* _Input data_:

○ ○ ○

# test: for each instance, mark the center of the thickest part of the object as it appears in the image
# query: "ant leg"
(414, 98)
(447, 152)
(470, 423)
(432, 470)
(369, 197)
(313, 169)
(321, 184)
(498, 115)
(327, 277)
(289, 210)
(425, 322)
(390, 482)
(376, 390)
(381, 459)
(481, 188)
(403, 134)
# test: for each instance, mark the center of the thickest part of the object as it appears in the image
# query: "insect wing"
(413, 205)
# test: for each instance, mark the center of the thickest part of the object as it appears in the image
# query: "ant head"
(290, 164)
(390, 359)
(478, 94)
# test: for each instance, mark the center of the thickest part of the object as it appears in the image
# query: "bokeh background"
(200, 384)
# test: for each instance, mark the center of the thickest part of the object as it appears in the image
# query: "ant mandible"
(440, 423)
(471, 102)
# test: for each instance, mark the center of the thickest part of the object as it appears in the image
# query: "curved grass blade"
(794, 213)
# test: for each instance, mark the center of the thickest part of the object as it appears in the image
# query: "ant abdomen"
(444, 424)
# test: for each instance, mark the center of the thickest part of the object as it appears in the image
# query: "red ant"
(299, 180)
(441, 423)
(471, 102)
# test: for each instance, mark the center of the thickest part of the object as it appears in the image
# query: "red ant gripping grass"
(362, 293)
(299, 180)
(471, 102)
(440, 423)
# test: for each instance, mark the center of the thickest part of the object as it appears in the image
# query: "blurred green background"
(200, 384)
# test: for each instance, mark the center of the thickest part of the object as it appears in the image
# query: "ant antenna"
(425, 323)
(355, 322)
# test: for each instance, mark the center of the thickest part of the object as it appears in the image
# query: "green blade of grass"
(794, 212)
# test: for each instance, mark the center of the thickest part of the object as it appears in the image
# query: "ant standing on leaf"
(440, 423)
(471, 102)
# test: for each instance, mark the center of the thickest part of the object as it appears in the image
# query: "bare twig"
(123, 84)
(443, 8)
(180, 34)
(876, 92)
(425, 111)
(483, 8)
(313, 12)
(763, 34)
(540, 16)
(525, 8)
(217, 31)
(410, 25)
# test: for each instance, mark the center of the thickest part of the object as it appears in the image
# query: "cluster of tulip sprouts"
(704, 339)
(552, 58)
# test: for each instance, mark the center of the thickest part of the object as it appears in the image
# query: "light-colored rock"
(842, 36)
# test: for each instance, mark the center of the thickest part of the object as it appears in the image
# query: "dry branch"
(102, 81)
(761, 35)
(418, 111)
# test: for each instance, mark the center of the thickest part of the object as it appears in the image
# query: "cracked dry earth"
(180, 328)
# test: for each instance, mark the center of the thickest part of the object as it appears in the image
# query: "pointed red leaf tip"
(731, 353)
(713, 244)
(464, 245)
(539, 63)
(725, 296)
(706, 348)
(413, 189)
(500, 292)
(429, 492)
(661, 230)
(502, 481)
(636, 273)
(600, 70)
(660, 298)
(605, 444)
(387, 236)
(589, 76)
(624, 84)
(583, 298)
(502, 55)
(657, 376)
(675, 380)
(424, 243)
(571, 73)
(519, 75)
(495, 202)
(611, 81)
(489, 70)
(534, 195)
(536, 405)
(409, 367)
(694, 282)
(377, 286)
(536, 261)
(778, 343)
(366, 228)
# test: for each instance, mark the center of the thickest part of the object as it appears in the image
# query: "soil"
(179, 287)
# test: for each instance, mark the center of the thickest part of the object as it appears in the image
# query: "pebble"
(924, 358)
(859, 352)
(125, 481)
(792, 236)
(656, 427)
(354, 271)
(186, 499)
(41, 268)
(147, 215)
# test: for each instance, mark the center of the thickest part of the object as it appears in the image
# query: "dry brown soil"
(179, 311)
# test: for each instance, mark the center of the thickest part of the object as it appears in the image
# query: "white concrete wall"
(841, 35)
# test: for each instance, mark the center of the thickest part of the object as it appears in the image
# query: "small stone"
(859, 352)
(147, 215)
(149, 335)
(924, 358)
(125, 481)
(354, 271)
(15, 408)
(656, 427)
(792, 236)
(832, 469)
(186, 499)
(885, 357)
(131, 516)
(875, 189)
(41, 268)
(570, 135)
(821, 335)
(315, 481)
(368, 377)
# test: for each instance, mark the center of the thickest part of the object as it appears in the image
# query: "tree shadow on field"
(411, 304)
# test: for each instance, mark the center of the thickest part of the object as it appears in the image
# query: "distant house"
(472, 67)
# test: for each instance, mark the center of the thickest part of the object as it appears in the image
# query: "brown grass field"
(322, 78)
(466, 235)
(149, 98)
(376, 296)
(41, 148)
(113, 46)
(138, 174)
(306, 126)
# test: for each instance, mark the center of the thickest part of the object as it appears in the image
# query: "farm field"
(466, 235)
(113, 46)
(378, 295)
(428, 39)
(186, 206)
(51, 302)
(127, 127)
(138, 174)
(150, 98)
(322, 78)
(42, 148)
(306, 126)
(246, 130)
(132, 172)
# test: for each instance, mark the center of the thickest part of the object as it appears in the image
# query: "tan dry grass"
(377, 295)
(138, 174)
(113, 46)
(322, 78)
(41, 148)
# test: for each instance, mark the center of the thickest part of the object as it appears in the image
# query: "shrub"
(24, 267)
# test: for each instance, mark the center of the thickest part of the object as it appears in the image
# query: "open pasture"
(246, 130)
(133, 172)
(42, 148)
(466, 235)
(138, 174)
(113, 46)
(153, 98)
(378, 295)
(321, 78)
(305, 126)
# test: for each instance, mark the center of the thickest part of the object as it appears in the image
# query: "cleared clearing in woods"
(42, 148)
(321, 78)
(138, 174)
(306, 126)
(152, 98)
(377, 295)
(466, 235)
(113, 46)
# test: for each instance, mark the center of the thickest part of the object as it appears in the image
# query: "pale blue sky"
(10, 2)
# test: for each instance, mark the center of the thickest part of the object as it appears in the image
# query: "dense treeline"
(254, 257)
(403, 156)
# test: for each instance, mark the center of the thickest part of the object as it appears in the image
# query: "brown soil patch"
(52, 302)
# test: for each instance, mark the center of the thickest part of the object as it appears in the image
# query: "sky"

○ ○ ○

* _What is required_: Copy the listing above out again in its entirety, exactly as written.

* _Worked solution_:
# test: for each instance, mark the center of the thickest part of the object as it appears in the image
# query: "ant leg"
(414, 98)
(447, 152)
(470, 423)
(432, 470)
(369, 197)
(313, 169)
(321, 184)
(498, 115)
(327, 277)
(289, 210)
(425, 322)
(390, 482)
(376, 390)
(381, 459)
(481, 188)
(403, 134)
# test: for each instance, mark the center of the thickest part of the object as it appears in the image
# query: "insect wing"
(413, 205)
# test: for each instance, mark the center of the thickest part of the object as it appears in the image
# query: "ant head"
(290, 164)
(390, 359)
(478, 94)
# test: for each instance, mark the center of the thickest part of the object as it appears in the image
# query: "bokeh background"
(200, 384)
# test: for each instance, mark the center of the thickest part of the object as it appears in the image
# query: "ant mandible"
(440, 423)
(471, 102)
# test: for each instance, mark the center of the thickest part of the object as it appears in the image
# query: "curved grass blade"
(794, 213)
# test: for each instance, mark the center of the thickest part of the object as it appears in the image
# query: "ant abdomen"
(444, 424)
# test: for each instance, mark the center of the thickest part of the object as it appears in the image
# query: "red ant"
(299, 180)
(441, 423)
(471, 102)
# test: for each instance, mark the center of the thickest part of the object as it appears in the image
# query: "red ant gripping grass"
(362, 293)
(299, 180)
(471, 102)
(440, 423)
# test: for each instance, mark the center of the thickest part of the object as it appears in the image
# query: "blurred green background"
(200, 384)
# test: for each instance, mark the center of the thickest part of the object as it appears in the image
# query: "ant antenna"
(425, 323)
(355, 322)
# test: for each instance, mark the center of the thickest part of the object as it appears in the image
# query: "green blade of grass"
(794, 212)
# test: for each instance, mark the center of the thickest part of the object as it appears in the image
# query: "ant standing on leaf"
(440, 423)
(471, 102)
# test: for each instance, mark the center of the thickest part of the object as it appears in the image
# query: "bare twig"
(123, 84)
(443, 8)
(180, 34)
(876, 92)
(425, 111)
(483, 8)
(313, 12)
(763, 34)
(540, 16)
(525, 8)
(217, 31)
(410, 25)
# test: for each instance, mark the center of the thickest part of the object as it appears in the image
# query: "cluster of tulip sprouts"
(704, 339)
(552, 58)
# test: for each instance, mark the center of the thickest part of the object as it appears in the image
# query: "light-colored rock"
(842, 36)
# test: for each instance, mark the center of the thickest part of the object as it appears in the image
# query: "dry branch"
(102, 81)
(761, 35)
(418, 111)
# test: for each instance, mark the center of the thickest part of the object as it appears in the image
# query: "cracked dry earth"
(180, 328)
# test: for each instance, mark the center of the thickest part of the object as it appears in the image
# query: "pointed red leaf tip"
(731, 353)
(713, 244)
(464, 245)
(539, 63)
(725, 296)
(706, 348)
(413, 189)
(500, 292)
(429, 492)
(661, 230)
(502, 481)
(636, 273)
(600, 70)
(660, 298)
(605, 444)
(387, 236)
(589, 76)
(624, 84)
(583, 298)
(502, 55)
(657, 376)
(675, 380)
(424, 243)
(571, 73)
(519, 75)
(495, 202)
(611, 81)
(489, 70)
(534, 195)
(536, 405)
(409, 367)
(694, 282)
(377, 286)
(536, 261)
(778, 343)
(366, 228)
# test: for each instance, mark the center of the thickest part of the object as it appears in the image
# query: "soil"
(179, 287)
# test: for each instance, mark the center of the thickest part of the object as it appears in the image
# query: "pebble"
(924, 358)
(859, 352)
(125, 481)
(792, 236)
(656, 427)
(354, 271)
(186, 499)
(41, 268)
(147, 215)
# test: for each instance, mark the center of the thickest part of the object as it appears in the image
# query: "dry brown soil"
(179, 311)
# test: for each instance, mark the center of the thickest part of the object as it appears in the image
# query: "white concrete wall"
(841, 35)
# test: for each instance, mark the center of the thickest part of the object as it appears in the image
# query: "small stone"
(859, 352)
(147, 215)
(149, 335)
(924, 358)
(125, 481)
(354, 271)
(15, 408)
(656, 427)
(792, 236)
(832, 469)
(186, 499)
(885, 357)
(131, 516)
(875, 189)
(41, 268)
(570, 135)
(821, 335)
(315, 481)
(368, 377)
# test: for each instance, mark the center of the thickest part of the object as it appears in the image
# query: "tree shadow on field"
(411, 304)
# test: for each instance, mark the center of the thickest part of the object as it appears in the image
# query: "distant house"
(472, 67)
# test: for each instance, mark the center of the thickest part of the object as it appears in the image
# query: "brown grass field"
(322, 78)
(466, 235)
(149, 98)
(376, 296)
(41, 148)
(113, 46)
(138, 174)
(306, 126)
# test: for each instance, mark the center of the thickest part of the object as it appears in the image
# query: "farm field"
(466, 235)
(113, 46)
(378, 295)
(428, 39)
(186, 206)
(51, 302)
(127, 127)
(138, 174)
(150, 98)
(322, 78)
(42, 148)
(306, 126)
(246, 130)
(132, 172)
# test: for each instance, mark the center of the thickest part of the object as it appears in the image
# query: "tan dry grass"
(377, 295)
(138, 174)
(113, 46)
(322, 78)
(41, 148)
# test: for each instance, mark the center of the thickest part of the object as it appears in the image
# query: "shrub"
(24, 267)
# test: for each instance, mark the center of the thickest part of the object as it appears in the image
# query: "open pasture"
(246, 130)
(133, 172)
(42, 148)
(466, 235)
(138, 174)
(113, 46)
(153, 98)
(378, 295)
(321, 78)
(305, 126)
# test: for each instance, mark the center of the thickest part of the object as it appears in the image
# query: "cleared clearing in woods"
(42, 148)
(321, 78)
(138, 174)
(306, 126)
(152, 98)
(377, 295)
(466, 235)
(113, 46)
# test: for each instance, mark the center of the thickest part of the object as it appears in the image
# query: "pale blue sky"
(10, 2)
# test: for each instance, mark the center of the thickest part of the object as it appears in the image
# query: "dense treeline"
(254, 257)
(403, 156)
# test: for each instance, mark the center of the thickest part of the object as it appears in the image
# query: "brown soil patch"
(52, 302)
# test: for each instance, mark the center of the thickest part of the object as it appears in the image
# query: "sky"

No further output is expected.